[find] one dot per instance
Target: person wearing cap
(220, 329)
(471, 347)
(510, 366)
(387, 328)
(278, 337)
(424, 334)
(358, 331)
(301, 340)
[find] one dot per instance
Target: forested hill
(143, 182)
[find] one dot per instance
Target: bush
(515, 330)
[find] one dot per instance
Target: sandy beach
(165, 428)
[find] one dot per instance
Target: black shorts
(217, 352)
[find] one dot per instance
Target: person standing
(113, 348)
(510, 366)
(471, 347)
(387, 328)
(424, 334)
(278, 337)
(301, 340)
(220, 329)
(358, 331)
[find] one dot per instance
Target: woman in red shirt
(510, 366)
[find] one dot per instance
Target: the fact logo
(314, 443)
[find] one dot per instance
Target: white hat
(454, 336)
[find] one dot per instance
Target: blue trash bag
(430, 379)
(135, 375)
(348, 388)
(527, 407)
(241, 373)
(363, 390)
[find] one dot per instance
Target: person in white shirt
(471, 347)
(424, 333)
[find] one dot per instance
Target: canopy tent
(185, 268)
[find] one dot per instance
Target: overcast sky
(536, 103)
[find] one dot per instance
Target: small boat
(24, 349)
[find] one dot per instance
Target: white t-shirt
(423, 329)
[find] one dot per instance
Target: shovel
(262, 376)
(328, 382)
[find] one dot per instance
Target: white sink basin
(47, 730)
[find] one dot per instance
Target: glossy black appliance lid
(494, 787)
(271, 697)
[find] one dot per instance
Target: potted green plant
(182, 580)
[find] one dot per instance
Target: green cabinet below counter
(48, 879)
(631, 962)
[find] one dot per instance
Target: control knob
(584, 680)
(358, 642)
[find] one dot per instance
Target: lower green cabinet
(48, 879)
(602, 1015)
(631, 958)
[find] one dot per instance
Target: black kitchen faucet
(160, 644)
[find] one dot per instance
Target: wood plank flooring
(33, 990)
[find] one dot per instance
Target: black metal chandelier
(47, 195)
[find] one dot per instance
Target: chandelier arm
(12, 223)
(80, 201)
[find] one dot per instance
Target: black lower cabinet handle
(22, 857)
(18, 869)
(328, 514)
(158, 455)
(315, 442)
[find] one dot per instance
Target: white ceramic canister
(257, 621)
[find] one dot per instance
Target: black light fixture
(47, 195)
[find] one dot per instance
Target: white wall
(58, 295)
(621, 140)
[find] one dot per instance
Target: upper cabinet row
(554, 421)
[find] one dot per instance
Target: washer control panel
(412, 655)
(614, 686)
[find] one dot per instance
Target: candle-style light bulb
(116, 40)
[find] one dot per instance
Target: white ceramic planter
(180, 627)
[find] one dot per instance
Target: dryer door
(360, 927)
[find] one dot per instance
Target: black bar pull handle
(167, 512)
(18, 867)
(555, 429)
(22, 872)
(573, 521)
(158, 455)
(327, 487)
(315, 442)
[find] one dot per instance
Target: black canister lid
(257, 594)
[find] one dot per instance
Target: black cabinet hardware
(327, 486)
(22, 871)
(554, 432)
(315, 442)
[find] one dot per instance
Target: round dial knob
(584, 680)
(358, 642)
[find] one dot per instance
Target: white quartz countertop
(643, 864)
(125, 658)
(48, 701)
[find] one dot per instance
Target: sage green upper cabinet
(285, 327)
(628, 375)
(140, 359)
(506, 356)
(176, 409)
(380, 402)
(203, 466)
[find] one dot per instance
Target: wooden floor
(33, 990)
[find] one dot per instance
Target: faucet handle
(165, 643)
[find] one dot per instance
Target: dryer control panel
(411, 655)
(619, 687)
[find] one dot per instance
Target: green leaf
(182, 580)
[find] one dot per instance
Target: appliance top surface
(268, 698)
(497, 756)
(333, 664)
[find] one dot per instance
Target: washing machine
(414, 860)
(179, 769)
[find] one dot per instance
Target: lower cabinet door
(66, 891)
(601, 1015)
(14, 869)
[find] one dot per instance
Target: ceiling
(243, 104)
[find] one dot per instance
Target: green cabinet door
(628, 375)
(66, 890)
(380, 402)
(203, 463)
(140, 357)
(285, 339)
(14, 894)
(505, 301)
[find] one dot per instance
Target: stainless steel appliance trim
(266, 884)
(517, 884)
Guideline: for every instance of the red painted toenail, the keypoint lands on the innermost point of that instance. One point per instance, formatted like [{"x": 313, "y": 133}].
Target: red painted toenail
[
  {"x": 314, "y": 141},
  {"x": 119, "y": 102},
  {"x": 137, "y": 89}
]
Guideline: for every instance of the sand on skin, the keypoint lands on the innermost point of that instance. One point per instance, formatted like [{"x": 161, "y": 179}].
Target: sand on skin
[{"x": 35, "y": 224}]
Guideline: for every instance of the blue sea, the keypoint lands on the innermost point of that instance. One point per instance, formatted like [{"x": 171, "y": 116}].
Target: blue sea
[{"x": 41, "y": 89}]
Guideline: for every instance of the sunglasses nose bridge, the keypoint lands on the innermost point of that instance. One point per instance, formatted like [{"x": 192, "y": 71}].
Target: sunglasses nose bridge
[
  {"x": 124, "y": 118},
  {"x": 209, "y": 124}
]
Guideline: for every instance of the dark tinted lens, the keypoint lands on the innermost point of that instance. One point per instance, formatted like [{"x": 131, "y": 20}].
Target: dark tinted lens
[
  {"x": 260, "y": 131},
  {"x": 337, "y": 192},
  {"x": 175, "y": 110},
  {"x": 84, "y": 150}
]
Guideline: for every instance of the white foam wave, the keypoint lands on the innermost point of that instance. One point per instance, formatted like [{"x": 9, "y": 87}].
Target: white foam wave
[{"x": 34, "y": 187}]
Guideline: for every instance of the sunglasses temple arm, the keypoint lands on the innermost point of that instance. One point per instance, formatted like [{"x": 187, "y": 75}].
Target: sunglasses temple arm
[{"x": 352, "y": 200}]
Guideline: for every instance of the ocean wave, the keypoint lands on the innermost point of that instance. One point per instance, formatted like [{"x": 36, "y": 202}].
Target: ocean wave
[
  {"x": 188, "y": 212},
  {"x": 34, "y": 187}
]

[TASK GOAL] The full listing should be restated word for word.

[TASK ANSWER]
[find] one dot per instance
Target: person wearing cap
(220, 329)
(471, 347)
(510, 366)
(387, 328)
(278, 337)
(424, 334)
(358, 331)
(301, 340)
[find] one dot per instance
Target: forested hill
(143, 182)
[find] one dot per instance
Target: bush
(515, 330)
[find] one dot per instance
Target: sandy beach
(165, 428)
[find] one dot per instance
Target: black shorts
(217, 352)
[find] one dot per instance
Target: person standing
(113, 348)
(510, 366)
(471, 347)
(387, 328)
(424, 334)
(278, 337)
(301, 340)
(220, 329)
(358, 331)
[find] one dot per instance
Target: woman in red shirt
(510, 366)
[find] one dot per instance
Target: the fact logo
(314, 443)
[find] one dot per instance
Target: white hat
(454, 336)
[find] one dot per instance
Target: blue trash bag
(430, 379)
(135, 375)
(348, 388)
(527, 407)
(241, 373)
(363, 390)
[find] one dot per instance
Target: person in white shirt
(471, 347)
(424, 333)
[find] one dot per instance
Target: canopy tent
(185, 268)
[find] one dot per instance
Target: overcast sky
(536, 103)
[find] one dot per instance
Target: small boat
(24, 349)
[find] one dot per instance
Target: white t-shirt
(423, 329)
[find] one dot per instance
Target: shovel
(262, 376)
(328, 382)
[find] one dot per instance
Target: white sink basin
(47, 730)
[find] one dot per instance
Target: glossy black appliance lid
(494, 787)
(271, 697)
[find] one dot per instance
Target: potted green plant
(182, 580)
[find] one dot per instance
Target: green cabinet below counter
(48, 879)
(631, 962)
[find] one dot per instance
Target: control knob
(584, 680)
(358, 642)
[find] one dot per instance
Target: lower green cabinet
(48, 879)
(602, 1015)
(631, 958)
[find] one dot per instance
Target: black kitchen faucet
(160, 644)
[find] one dot per instance
Target: wood plank flooring
(33, 990)
[find] one dot per instance
Target: black metal chandelier
(47, 195)
[find] one dot per instance
Target: chandelier arm
(12, 223)
(80, 201)
[find] one dot per instance
Target: black lower cabinet handle
(22, 857)
(18, 869)
(328, 514)
(158, 455)
(315, 442)
[find] one dot per instance
Target: white ceramic canister
(257, 621)
[find] one dot per instance
Target: black light fixture
(47, 195)
[find] one dot per instance
Target: white wall
(58, 295)
(621, 140)
[find] one dot per instance
Target: upper cabinet row
(554, 421)
[find] one dot per instance
Target: washer control panel
(412, 655)
(614, 686)
[find] one dot per instance
Target: candle-style light bulb
(116, 40)
[find] one dot per instance
Target: white ceramic planter
(180, 627)
[find] one dot per instance
Target: dryer door
(360, 927)
[find] one dot per instance
Target: black bar pull handle
(167, 512)
(18, 867)
(555, 429)
(22, 872)
(573, 521)
(158, 455)
(327, 487)
(315, 442)
[find] one dot per instance
Target: black canister lid
(257, 594)
[find] one dot per instance
Target: black cabinet hardware
(327, 486)
(22, 871)
(554, 432)
(315, 442)
[find] one dot per instance
Target: round dial knob
(584, 680)
(358, 642)
[find] one dot per instance
Target: white quartz countertop
(643, 864)
(125, 658)
(48, 701)
[find] one dot per instance
Target: sage green upper cabinet
(285, 327)
(628, 375)
(140, 359)
(506, 356)
(176, 409)
(380, 402)
(203, 466)
[find] one dot per instance
Target: wooden floor
(33, 990)
[find] one dot per instance
Target: faucet handle
(165, 643)
[find] one dot per instance
Target: dryer control panel
(411, 655)
(619, 687)
[find] one dot per instance
Target: green leaf
(182, 580)
[find] one dot per instance
Target: appliance top surface
(268, 698)
(497, 756)
(333, 664)
[find] one dot per instance
Target: washing machine
(414, 860)
(179, 769)
[find] one dot per instance
Target: lower cabinet door
(66, 891)
(601, 1015)
(14, 869)
[find] one dot per instance
Target: ceiling
(243, 104)
[find] one dot per instance
Target: green cabinet door
(628, 375)
(66, 890)
(380, 402)
(203, 463)
(140, 357)
(285, 339)
(14, 894)
(505, 301)
[find] one dot per instance
Target: stainless steel appliance trim
(266, 884)
(517, 884)
Guideline: for every instance of the red painted toenail, the keypoint lands on the innermost point of that instance. One point per instance, formatted like [{"x": 313, "y": 133}].
Target: red painted toenail
[
  {"x": 314, "y": 141},
  {"x": 119, "y": 102},
  {"x": 137, "y": 89}
]
Guideline: for every instance of the sand on skin, the keypoint lands on the innermost point of that instance. One point per instance, formatted like [{"x": 161, "y": 179}].
Target: sand on skin
[{"x": 35, "y": 224}]
Guideline: for every instance of the blue sea, the keypoint lands on the innermost point of that instance. One point per instance, formatted like [{"x": 171, "y": 116}].
Target: blue sea
[{"x": 41, "y": 89}]
Guideline: for every instance of the sunglasses nose bridge, the keypoint lands on the innermost point of that instance. One point per instance, formatted like [{"x": 192, "y": 71}].
Target: sunglasses nose bridge
[
  {"x": 124, "y": 118},
  {"x": 209, "y": 124}
]
Guideline: for every instance of the dark tinted lens, the keypoint lands on the innermost point of that instance. One point per instance, formatted like [{"x": 131, "y": 20}].
Target: dark tinted lens
[
  {"x": 260, "y": 131},
  {"x": 337, "y": 192},
  {"x": 175, "y": 110},
  {"x": 84, "y": 150}
]
Guideline: for every instance of the white foam wave, the keypoint lands on the innermost point of that instance. One point per instance, formatted like [{"x": 9, "y": 87}].
Target: white foam wave
[{"x": 34, "y": 187}]
Guideline: for every instance of the sunglasses temple arm, the keypoint lands on the innermost point of that instance. One point per instance, formatted like [{"x": 187, "y": 75}].
Target: sunglasses temple arm
[{"x": 352, "y": 200}]
Guideline: for every instance of the ocean wave, the keypoint lands on the innermost point of that instance. One point per instance, formatted like [{"x": 36, "y": 202}].
Target: ocean wave
[
  {"x": 188, "y": 212},
  {"x": 34, "y": 187}
]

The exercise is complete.